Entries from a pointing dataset
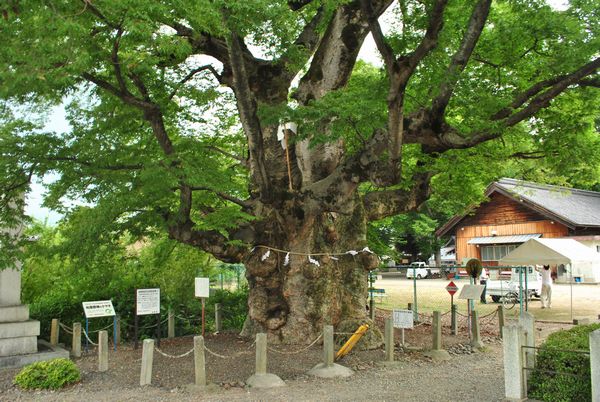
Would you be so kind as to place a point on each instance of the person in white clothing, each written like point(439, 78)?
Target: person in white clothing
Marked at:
point(546, 287)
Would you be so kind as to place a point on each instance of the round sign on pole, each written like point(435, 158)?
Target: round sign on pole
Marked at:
point(452, 288)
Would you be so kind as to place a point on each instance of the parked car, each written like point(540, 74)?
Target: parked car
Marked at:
point(419, 270)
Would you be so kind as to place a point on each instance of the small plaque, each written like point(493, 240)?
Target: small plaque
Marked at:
point(101, 308)
point(403, 318)
point(471, 292)
point(148, 301)
point(202, 287)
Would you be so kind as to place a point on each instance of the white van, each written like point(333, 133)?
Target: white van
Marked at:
point(419, 270)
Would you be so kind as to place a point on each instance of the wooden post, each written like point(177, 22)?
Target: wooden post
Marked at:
point(218, 317)
point(501, 319)
point(76, 341)
point(328, 349)
point(389, 340)
point(147, 357)
point(199, 361)
point(102, 351)
point(54, 332)
point(171, 324)
point(261, 353)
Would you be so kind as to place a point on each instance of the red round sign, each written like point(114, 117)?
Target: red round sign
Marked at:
point(452, 288)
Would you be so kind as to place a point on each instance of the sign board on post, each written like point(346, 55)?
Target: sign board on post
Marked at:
point(202, 288)
point(101, 308)
point(403, 318)
point(147, 301)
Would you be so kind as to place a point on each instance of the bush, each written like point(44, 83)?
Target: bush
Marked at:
point(572, 382)
point(51, 374)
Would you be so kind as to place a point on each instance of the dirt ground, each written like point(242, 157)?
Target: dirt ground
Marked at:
point(468, 376)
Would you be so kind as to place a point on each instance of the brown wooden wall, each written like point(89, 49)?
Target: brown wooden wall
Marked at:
point(501, 210)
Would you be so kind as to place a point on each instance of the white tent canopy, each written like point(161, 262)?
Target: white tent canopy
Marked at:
point(550, 252)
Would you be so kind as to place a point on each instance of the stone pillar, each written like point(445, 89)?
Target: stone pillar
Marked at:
point(501, 319)
point(170, 324)
point(218, 317)
point(147, 358)
point(475, 333)
point(261, 353)
point(527, 322)
point(102, 351)
point(262, 379)
point(76, 342)
point(54, 332)
point(515, 385)
point(436, 352)
point(595, 364)
point(389, 340)
point(199, 361)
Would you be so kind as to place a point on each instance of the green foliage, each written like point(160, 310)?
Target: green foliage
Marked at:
point(61, 271)
point(474, 267)
point(50, 374)
point(563, 375)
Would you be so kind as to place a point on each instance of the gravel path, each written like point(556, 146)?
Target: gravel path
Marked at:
point(468, 376)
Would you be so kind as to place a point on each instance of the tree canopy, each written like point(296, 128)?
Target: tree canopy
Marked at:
point(231, 124)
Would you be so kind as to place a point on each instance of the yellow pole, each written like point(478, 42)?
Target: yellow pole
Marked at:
point(344, 350)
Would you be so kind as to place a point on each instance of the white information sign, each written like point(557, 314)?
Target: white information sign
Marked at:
point(202, 287)
point(148, 301)
point(471, 292)
point(101, 308)
point(403, 318)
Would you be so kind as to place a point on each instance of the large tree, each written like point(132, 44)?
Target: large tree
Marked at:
point(247, 129)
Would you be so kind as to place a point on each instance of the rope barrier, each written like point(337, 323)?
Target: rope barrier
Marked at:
point(173, 356)
point(232, 356)
point(298, 351)
point(65, 328)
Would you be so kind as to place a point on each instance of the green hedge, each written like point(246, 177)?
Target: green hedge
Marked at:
point(51, 374)
point(572, 380)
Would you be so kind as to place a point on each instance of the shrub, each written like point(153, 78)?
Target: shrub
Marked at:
point(566, 375)
point(50, 374)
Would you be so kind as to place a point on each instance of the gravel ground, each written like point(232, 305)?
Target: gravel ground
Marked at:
point(468, 376)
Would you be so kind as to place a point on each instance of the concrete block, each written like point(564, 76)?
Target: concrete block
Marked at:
point(14, 313)
point(18, 346)
point(18, 329)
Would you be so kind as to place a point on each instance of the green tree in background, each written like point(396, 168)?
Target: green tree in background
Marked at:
point(233, 125)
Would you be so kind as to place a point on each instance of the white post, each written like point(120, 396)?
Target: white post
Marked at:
point(595, 364)
point(515, 387)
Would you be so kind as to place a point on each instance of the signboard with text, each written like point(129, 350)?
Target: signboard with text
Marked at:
point(202, 288)
point(100, 308)
point(403, 318)
point(147, 301)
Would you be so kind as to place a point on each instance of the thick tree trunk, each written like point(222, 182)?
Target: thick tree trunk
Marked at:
point(292, 302)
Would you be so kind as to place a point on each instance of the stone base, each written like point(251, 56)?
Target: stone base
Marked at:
point(438, 354)
point(265, 381)
point(45, 352)
point(333, 371)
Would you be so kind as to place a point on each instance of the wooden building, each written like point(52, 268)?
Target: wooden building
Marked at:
point(517, 211)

- _WRITTEN REQUEST_
Copy out the listing word for word, everything from the line containing "like point(222, 182)?" down to the line containing "point(292, 302)", with both of those lines included.

- _THE REPLY_
Would you be so kind as to place a point on each instance of the thick tree trunk, each written like point(222, 182)?
Target: thick tree trunk
Marked at:
point(292, 302)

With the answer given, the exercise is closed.